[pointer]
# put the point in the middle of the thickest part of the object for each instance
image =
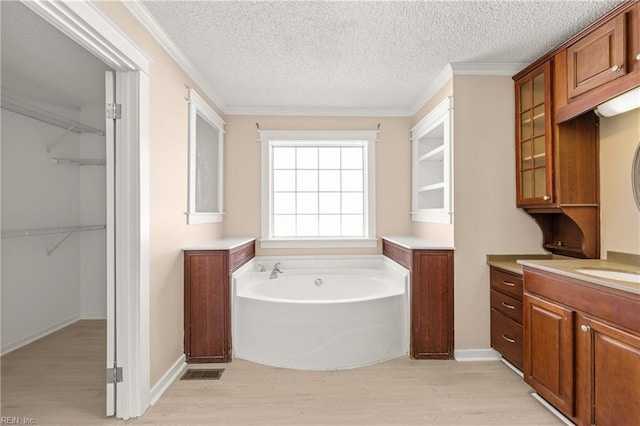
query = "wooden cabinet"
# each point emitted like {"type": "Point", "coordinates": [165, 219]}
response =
{"type": "Point", "coordinates": [548, 360]}
{"type": "Point", "coordinates": [610, 361]}
{"type": "Point", "coordinates": [599, 63]}
{"type": "Point", "coordinates": [207, 301]}
{"type": "Point", "coordinates": [431, 316]}
{"type": "Point", "coordinates": [557, 169]}
{"type": "Point", "coordinates": [597, 58]}
{"type": "Point", "coordinates": [534, 136]}
{"type": "Point", "coordinates": [506, 315]}
{"type": "Point", "coordinates": [582, 348]}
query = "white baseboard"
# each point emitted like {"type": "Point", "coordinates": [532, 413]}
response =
{"type": "Point", "coordinates": [551, 408]}
{"type": "Point", "coordinates": [32, 337]}
{"type": "Point", "coordinates": [468, 355]}
{"type": "Point", "coordinates": [165, 381]}
{"type": "Point", "coordinates": [90, 316]}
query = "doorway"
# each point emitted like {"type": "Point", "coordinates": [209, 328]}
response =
{"type": "Point", "coordinates": [87, 27]}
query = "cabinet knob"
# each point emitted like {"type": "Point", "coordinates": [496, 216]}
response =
{"type": "Point", "coordinates": [508, 339]}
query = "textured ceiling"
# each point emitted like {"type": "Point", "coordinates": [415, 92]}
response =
{"type": "Point", "coordinates": [43, 64]}
{"type": "Point", "coordinates": [355, 55]}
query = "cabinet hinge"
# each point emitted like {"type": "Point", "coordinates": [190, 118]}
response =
{"type": "Point", "coordinates": [114, 111]}
{"type": "Point", "coordinates": [114, 375]}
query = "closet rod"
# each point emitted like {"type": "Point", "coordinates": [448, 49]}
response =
{"type": "Point", "coordinates": [37, 113]}
{"type": "Point", "coordinates": [19, 233]}
{"type": "Point", "coordinates": [81, 161]}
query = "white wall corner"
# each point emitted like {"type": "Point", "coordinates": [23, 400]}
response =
{"type": "Point", "coordinates": [506, 69]}
{"type": "Point", "coordinates": [168, 378]}
{"type": "Point", "coordinates": [436, 84]}
{"type": "Point", "coordinates": [469, 355]}
{"type": "Point", "coordinates": [142, 14]}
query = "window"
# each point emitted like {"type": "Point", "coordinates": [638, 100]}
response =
{"type": "Point", "coordinates": [206, 136]}
{"type": "Point", "coordinates": [318, 189]}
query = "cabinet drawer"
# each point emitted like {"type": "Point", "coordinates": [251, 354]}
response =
{"type": "Point", "coordinates": [507, 305]}
{"type": "Point", "coordinates": [506, 338]}
{"type": "Point", "coordinates": [506, 283]}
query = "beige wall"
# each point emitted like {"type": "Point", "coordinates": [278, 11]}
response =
{"type": "Point", "coordinates": [619, 217]}
{"type": "Point", "coordinates": [243, 168]}
{"type": "Point", "coordinates": [486, 220]}
{"type": "Point", "coordinates": [168, 192]}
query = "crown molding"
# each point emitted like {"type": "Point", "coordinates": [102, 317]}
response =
{"type": "Point", "coordinates": [460, 68]}
{"type": "Point", "coordinates": [506, 69]}
{"type": "Point", "coordinates": [142, 14]}
{"type": "Point", "coordinates": [319, 111]}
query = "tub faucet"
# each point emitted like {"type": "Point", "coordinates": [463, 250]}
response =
{"type": "Point", "coordinates": [275, 271]}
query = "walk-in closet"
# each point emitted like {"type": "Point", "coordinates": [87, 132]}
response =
{"type": "Point", "coordinates": [54, 199]}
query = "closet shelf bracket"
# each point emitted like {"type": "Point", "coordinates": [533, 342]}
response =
{"type": "Point", "coordinates": [57, 141]}
{"type": "Point", "coordinates": [68, 230]}
{"type": "Point", "coordinates": [80, 161]}
{"type": "Point", "coordinates": [22, 107]}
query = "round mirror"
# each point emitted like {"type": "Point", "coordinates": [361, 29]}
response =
{"type": "Point", "coordinates": [635, 176]}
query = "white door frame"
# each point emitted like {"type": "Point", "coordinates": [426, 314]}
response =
{"type": "Point", "coordinates": [87, 26]}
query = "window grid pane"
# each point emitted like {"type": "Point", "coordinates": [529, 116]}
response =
{"type": "Point", "coordinates": [318, 191]}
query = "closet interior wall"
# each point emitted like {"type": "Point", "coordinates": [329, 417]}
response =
{"type": "Point", "coordinates": [50, 279]}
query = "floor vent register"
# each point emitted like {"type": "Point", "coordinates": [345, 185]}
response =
{"type": "Point", "coordinates": [202, 374]}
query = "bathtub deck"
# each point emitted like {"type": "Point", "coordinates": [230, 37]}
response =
{"type": "Point", "coordinates": [396, 392]}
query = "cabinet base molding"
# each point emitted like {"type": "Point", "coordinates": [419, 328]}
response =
{"type": "Point", "coordinates": [512, 367]}
{"type": "Point", "coordinates": [470, 355]}
{"type": "Point", "coordinates": [555, 412]}
{"type": "Point", "coordinates": [167, 378]}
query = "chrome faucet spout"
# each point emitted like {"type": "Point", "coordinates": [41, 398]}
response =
{"type": "Point", "coordinates": [275, 271]}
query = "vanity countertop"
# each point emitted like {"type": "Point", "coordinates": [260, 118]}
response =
{"type": "Point", "coordinates": [220, 244]}
{"type": "Point", "coordinates": [569, 268]}
{"type": "Point", "coordinates": [509, 262]}
{"type": "Point", "coordinates": [417, 243]}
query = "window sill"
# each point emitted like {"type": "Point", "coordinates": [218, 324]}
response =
{"type": "Point", "coordinates": [320, 243]}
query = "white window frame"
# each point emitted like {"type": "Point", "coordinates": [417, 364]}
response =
{"type": "Point", "coordinates": [270, 137]}
{"type": "Point", "coordinates": [199, 107]}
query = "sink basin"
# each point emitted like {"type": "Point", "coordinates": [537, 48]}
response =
{"type": "Point", "coordinates": [612, 274]}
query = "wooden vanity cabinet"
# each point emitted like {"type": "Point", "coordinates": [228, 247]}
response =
{"type": "Point", "coordinates": [506, 315]}
{"type": "Point", "coordinates": [582, 348]}
{"type": "Point", "coordinates": [431, 309]}
{"type": "Point", "coordinates": [207, 301]}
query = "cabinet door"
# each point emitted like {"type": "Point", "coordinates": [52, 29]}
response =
{"type": "Point", "coordinates": [548, 351]}
{"type": "Point", "coordinates": [534, 138]}
{"type": "Point", "coordinates": [597, 58]}
{"type": "Point", "coordinates": [432, 304]}
{"type": "Point", "coordinates": [206, 309]}
{"type": "Point", "coordinates": [608, 375]}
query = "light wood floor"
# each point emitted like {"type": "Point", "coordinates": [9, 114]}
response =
{"type": "Point", "coordinates": [60, 380]}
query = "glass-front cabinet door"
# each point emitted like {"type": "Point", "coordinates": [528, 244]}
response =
{"type": "Point", "coordinates": [533, 138]}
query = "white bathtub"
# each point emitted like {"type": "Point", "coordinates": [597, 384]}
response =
{"type": "Point", "coordinates": [321, 314]}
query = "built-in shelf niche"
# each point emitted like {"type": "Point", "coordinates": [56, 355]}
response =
{"type": "Point", "coordinates": [431, 165]}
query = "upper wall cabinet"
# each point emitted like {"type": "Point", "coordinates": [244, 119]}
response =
{"type": "Point", "coordinates": [598, 64]}
{"type": "Point", "coordinates": [206, 136]}
{"type": "Point", "coordinates": [597, 58]}
{"type": "Point", "coordinates": [431, 142]}
{"type": "Point", "coordinates": [534, 138]}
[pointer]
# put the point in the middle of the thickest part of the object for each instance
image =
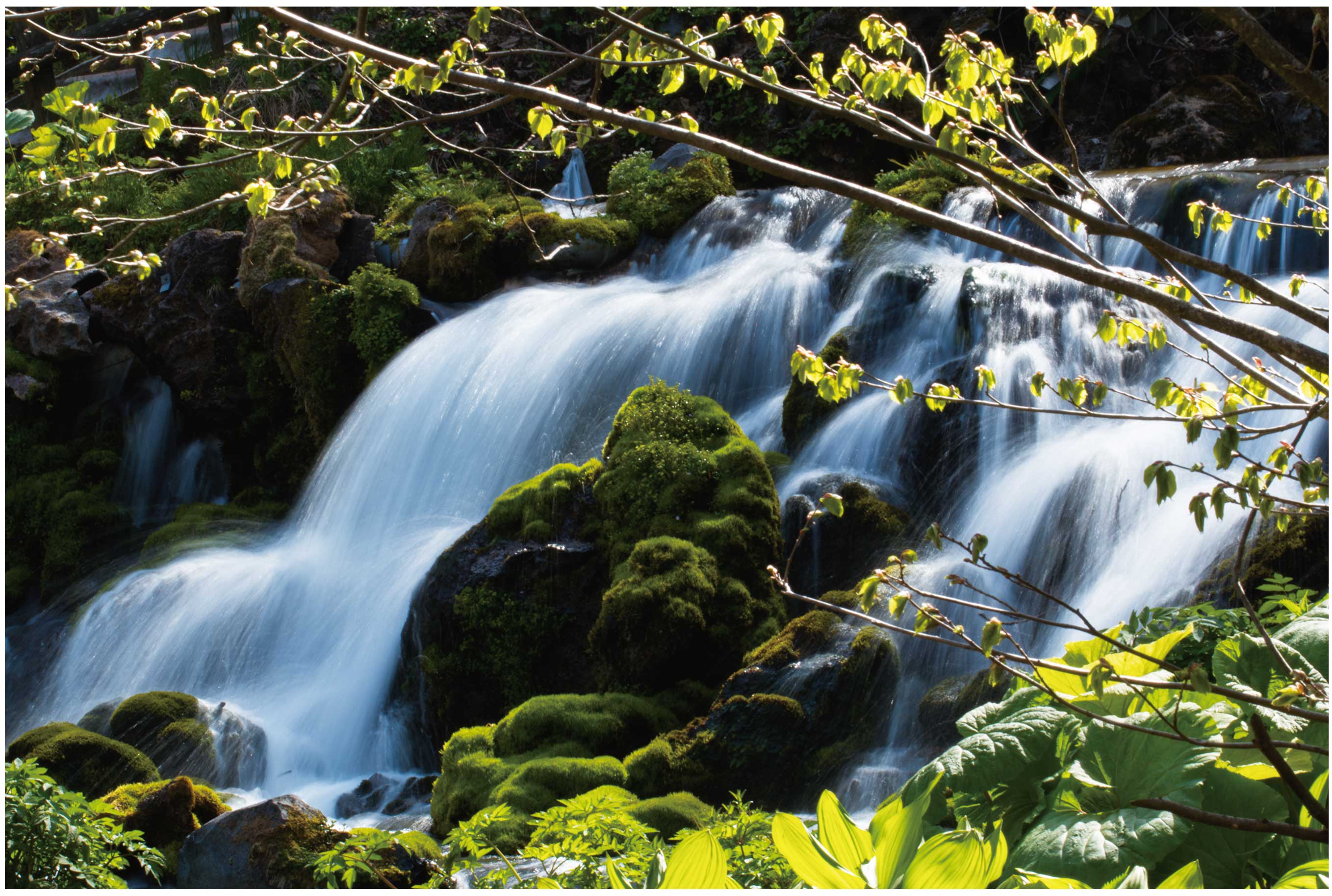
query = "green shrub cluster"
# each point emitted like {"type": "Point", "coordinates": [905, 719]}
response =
{"type": "Point", "coordinates": [660, 203]}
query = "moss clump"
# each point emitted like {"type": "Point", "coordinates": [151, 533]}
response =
{"type": "Point", "coordinates": [660, 203]}
{"type": "Point", "coordinates": [689, 520]}
{"type": "Point", "coordinates": [536, 508]}
{"type": "Point", "coordinates": [799, 637]}
{"type": "Point", "coordinates": [670, 814]}
{"type": "Point", "coordinates": [380, 316]}
{"type": "Point", "coordinates": [90, 763]}
{"type": "Point", "coordinates": [925, 181]}
{"type": "Point", "coordinates": [601, 723]}
{"type": "Point", "coordinates": [25, 744]}
{"type": "Point", "coordinates": [802, 409]}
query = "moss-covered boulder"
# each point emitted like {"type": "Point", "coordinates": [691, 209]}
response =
{"type": "Point", "coordinates": [637, 571]}
{"type": "Point", "coordinates": [660, 199]}
{"type": "Point", "coordinates": [546, 750]}
{"type": "Point", "coordinates": [166, 811]}
{"type": "Point", "coordinates": [953, 698]}
{"type": "Point", "coordinates": [268, 845]}
{"type": "Point", "coordinates": [805, 703]}
{"type": "Point", "coordinates": [842, 550]}
{"type": "Point", "coordinates": [170, 729]}
{"type": "Point", "coordinates": [82, 761]}
{"type": "Point", "coordinates": [925, 181]}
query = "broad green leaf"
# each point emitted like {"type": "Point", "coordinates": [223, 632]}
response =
{"type": "Point", "coordinates": [896, 831]}
{"type": "Point", "coordinates": [847, 843]}
{"type": "Point", "coordinates": [808, 858]}
{"type": "Point", "coordinates": [697, 863]}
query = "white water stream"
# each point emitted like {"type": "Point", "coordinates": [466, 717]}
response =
{"type": "Point", "coordinates": [302, 632]}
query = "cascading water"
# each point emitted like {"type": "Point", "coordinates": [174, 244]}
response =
{"type": "Point", "coordinates": [302, 630]}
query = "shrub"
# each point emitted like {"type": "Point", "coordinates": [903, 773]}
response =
{"type": "Point", "coordinates": [660, 203]}
{"type": "Point", "coordinates": [53, 839]}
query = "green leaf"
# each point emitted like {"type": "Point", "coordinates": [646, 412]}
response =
{"type": "Point", "coordinates": [849, 845]}
{"type": "Point", "coordinates": [697, 863]}
{"type": "Point", "coordinates": [896, 831]}
{"type": "Point", "coordinates": [809, 859]}
{"type": "Point", "coordinates": [16, 120]}
{"type": "Point", "coordinates": [1111, 835]}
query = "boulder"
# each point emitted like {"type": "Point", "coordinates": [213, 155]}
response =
{"type": "Point", "coordinates": [805, 703]}
{"type": "Point", "coordinates": [261, 846]}
{"type": "Point", "coordinates": [50, 327]}
{"type": "Point", "coordinates": [1215, 118]}
{"type": "Point", "coordinates": [183, 321]}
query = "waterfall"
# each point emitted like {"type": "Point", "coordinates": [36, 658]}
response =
{"type": "Point", "coordinates": [156, 473]}
{"type": "Point", "coordinates": [573, 193]}
{"type": "Point", "coordinates": [300, 632]}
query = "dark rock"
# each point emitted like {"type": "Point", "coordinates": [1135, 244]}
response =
{"type": "Point", "coordinates": [261, 846]}
{"type": "Point", "coordinates": [674, 157]}
{"type": "Point", "coordinates": [183, 321]}
{"type": "Point", "coordinates": [47, 327]}
{"type": "Point", "coordinates": [953, 698]}
{"type": "Point", "coordinates": [1215, 118]}
{"type": "Point", "coordinates": [368, 796]}
{"type": "Point", "coordinates": [355, 245]}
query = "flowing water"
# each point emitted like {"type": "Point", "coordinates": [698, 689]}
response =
{"type": "Point", "coordinates": [300, 632]}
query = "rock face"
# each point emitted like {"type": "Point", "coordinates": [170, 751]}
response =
{"type": "Point", "coordinates": [183, 320]}
{"type": "Point", "coordinates": [806, 702]}
{"type": "Point", "coordinates": [261, 846]}
{"type": "Point", "coordinates": [50, 327]}
{"type": "Point", "coordinates": [1215, 118]}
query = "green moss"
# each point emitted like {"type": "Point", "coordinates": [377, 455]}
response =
{"type": "Point", "coordinates": [660, 203]}
{"type": "Point", "coordinates": [86, 762]}
{"type": "Point", "coordinates": [925, 181]}
{"type": "Point", "coordinates": [672, 814]}
{"type": "Point", "coordinates": [801, 637]}
{"type": "Point", "coordinates": [379, 316]}
{"type": "Point", "coordinates": [802, 409]}
{"type": "Point", "coordinates": [602, 723]}
{"type": "Point", "coordinates": [30, 741]}
{"type": "Point", "coordinates": [533, 509]}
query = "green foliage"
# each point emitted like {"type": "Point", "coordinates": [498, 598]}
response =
{"type": "Point", "coordinates": [925, 181]}
{"type": "Point", "coordinates": [379, 315]}
{"type": "Point", "coordinates": [82, 761]}
{"type": "Point", "coordinates": [53, 839]}
{"type": "Point", "coordinates": [660, 203]}
{"type": "Point", "coordinates": [533, 509]}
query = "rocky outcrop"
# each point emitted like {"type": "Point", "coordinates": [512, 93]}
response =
{"type": "Point", "coordinates": [183, 320]}
{"type": "Point", "coordinates": [1215, 118]}
{"type": "Point", "coordinates": [804, 705]}
{"type": "Point", "coordinates": [261, 846]}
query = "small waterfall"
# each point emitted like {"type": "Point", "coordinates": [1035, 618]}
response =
{"type": "Point", "coordinates": [573, 193]}
{"type": "Point", "coordinates": [300, 633]}
{"type": "Point", "coordinates": [156, 473]}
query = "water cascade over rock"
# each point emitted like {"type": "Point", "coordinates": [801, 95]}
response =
{"type": "Point", "coordinates": [302, 632]}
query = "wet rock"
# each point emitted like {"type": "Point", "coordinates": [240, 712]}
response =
{"type": "Point", "coordinates": [261, 846]}
{"type": "Point", "coordinates": [677, 156]}
{"type": "Point", "coordinates": [47, 327]}
{"type": "Point", "coordinates": [183, 321]}
{"type": "Point", "coordinates": [1215, 118]}
{"type": "Point", "coordinates": [368, 796]}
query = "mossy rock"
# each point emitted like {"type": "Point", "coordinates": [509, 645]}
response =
{"type": "Point", "coordinates": [535, 509]}
{"type": "Point", "coordinates": [601, 723]}
{"type": "Point", "coordinates": [925, 181]}
{"type": "Point", "coordinates": [82, 761]}
{"type": "Point", "coordinates": [672, 814]}
{"type": "Point", "coordinates": [167, 727]}
{"type": "Point", "coordinates": [689, 518]}
{"type": "Point", "coordinates": [953, 698]}
{"type": "Point", "coordinates": [802, 409]}
{"type": "Point", "coordinates": [661, 202]}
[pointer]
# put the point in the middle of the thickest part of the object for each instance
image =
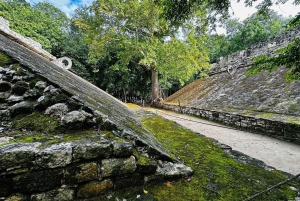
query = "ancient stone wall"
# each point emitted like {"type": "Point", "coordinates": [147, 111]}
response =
{"type": "Point", "coordinates": [277, 129]}
{"type": "Point", "coordinates": [61, 138]}
{"type": "Point", "coordinates": [243, 58]}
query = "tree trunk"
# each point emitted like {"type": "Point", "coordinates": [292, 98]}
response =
{"type": "Point", "coordinates": [124, 92]}
{"type": "Point", "coordinates": [155, 86]}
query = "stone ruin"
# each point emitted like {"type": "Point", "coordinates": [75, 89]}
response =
{"type": "Point", "coordinates": [115, 152]}
{"type": "Point", "coordinates": [242, 59]}
{"type": "Point", "coordinates": [264, 103]}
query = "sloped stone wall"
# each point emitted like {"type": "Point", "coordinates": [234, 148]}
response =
{"type": "Point", "coordinates": [277, 129]}
{"type": "Point", "coordinates": [113, 151]}
{"type": "Point", "coordinates": [231, 91]}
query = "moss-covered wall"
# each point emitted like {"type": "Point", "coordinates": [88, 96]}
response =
{"type": "Point", "coordinates": [289, 131]}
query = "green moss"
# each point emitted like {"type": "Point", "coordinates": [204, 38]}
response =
{"type": "Point", "coordinates": [37, 122]}
{"type": "Point", "coordinates": [217, 177]}
{"type": "Point", "coordinates": [293, 120]}
{"type": "Point", "coordinates": [143, 159]}
{"type": "Point", "coordinates": [5, 60]}
{"type": "Point", "coordinates": [30, 138]}
{"type": "Point", "coordinates": [266, 115]}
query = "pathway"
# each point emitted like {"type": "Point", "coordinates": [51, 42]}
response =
{"type": "Point", "coordinates": [279, 154]}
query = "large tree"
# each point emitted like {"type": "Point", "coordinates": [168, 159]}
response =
{"type": "Point", "coordinates": [137, 29]}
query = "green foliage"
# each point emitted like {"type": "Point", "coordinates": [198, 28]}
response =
{"type": "Point", "coordinates": [287, 56]}
{"type": "Point", "coordinates": [240, 35]}
{"type": "Point", "coordinates": [133, 32]}
{"type": "Point", "coordinates": [33, 23]}
{"type": "Point", "coordinates": [217, 177]}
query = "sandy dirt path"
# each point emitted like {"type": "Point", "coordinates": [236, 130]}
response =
{"type": "Point", "coordinates": [279, 154]}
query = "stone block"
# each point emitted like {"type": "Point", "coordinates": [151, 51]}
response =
{"type": "Point", "coordinates": [38, 181]}
{"type": "Point", "coordinates": [81, 173]}
{"type": "Point", "coordinates": [92, 150]}
{"type": "Point", "coordinates": [6, 186]}
{"type": "Point", "coordinates": [117, 166]}
{"type": "Point", "coordinates": [17, 197]}
{"type": "Point", "coordinates": [17, 155]}
{"type": "Point", "coordinates": [94, 188]}
{"type": "Point", "coordinates": [129, 181]}
{"type": "Point", "coordinates": [124, 149]}
{"type": "Point", "coordinates": [55, 156]}
{"type": "Point", "coordinates": [152, 179]}
{"type": "Point", "coordinates": [146, 168]}
{"type": "Point", "coordinates": [61, 194]}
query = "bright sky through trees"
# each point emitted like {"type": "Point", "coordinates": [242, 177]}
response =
{"type": "Point", "coordinates": [240, 11]}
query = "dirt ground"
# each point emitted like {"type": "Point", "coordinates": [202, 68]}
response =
{"type": "Point", "coordinates": [279, 154]}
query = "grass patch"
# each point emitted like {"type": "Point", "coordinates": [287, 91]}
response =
{"type": "Point", "coordinates": [216, 176]}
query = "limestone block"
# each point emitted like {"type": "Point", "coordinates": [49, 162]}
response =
{"type": "Point", "coordinates": [61, 194]}
{"type": "Point", "coordinates": [17, 155]}
{"type": "Point", "coordinates": [38, 181]}
{"type": "Point", "coordinates": [117, 166]}
{"type": "Point", "coordinates": [15, 99]}
{"type": "Point", "coordinates": [80, 173]}
{"type": "Point", "coordinates": [129, 181]}
{"type": "Point", "coordinates": [58, 109]}
{"type": "Point", "coordinates": [41, 85]}
{"type": "Point", "coordinates": [91, 150]}
{"type": "Point", "coordinates": [17, 197]}
{"type": "Point", "coordinates": [58, 155]}
{"type": "Point", "coordinates": [20, 88]}
{"type": "Point", "coordinates": [4, 86]}
{"type": "Point", "coordinates": [94, 188]}
{"type": "Point", "coordinates": [173, 170]}
{"type": "Point", "coordinates": [22, 107]}
{"type": "Point", "coordinates": [124, 149]}
{"type": "Point", "coordinates": [6, 186]}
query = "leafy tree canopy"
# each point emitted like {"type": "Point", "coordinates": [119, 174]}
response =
{"type": "Point", "coordinates": [33, 23]}
{"type": "Point", "coordinates": [137, 29]}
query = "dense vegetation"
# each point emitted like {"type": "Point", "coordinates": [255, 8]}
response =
{"type": "Point", "coordinates": [127, 48]}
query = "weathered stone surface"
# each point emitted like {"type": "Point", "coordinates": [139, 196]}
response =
{"type": "Point", "coordinates": [61, 194]}
{"type": "Point", "coordinates": [74, 119]}
{"type": "Point", "coordinates": [80, 173]}
{"type": "Point", "coordinates": [31, 94]}
{"type": "Point", "coordinates": [173, 170]}
{"type": "Point", "coordinates": [117, 166]}
{"type": "Point", "coordinates": [55, 156]}
{"type": "Point", "coordinates": [43, 102]}
{"type": "Point", "coordinates": [94, 188]}
{"type": "Point", "coordinates": [15, 99]}
{"type": "Point", "coordinates": [17, 155]}
{"type": "Point", "coordinates": [20, 88]}
{"type": "Point", "coordinates": [6, 186]}
{"type": "Point", "coordinates": [38, 181]}
{"type": "Point", "coordinates": [58, 109]}
{"type": "Point", "coordinates": [146, 168]}
{"type": "Point", "coordinates": [4, 115]}
{"type": "Point", "coordinates": [22, 107]}
{"type": "Point", "coordinates": [3, 96]}
{"type": "Point", "coordinates": [4, 86]}
{"type": "Point", "coordinates": [97, 100]}
{"type": "Point", "coordinates": [41, 85]}
{"type": "Point", "coordinates": [129, 181]}
{"type": "Point", "coordinates": [51, 90]}
{"type": "Point", "coordinates": [124, 149]}
{"type": "Point", "coordinates": [149, 179]}
{"type": "Point", "coordinates": [17, 197]}
{"type": "Point", "coordinates": [91, 150]}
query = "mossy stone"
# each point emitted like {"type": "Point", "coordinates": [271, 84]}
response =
------------
- _THE TASK_:
Find the lines above that contain the word "green" and copy each one.

- _SOLUTION_:
query = "green shrub cluster"
query = "broad green leaf"
query = "green leaf"
query = "green moss"
query = "green foliage"
query = "green moss"
query = "green foliage"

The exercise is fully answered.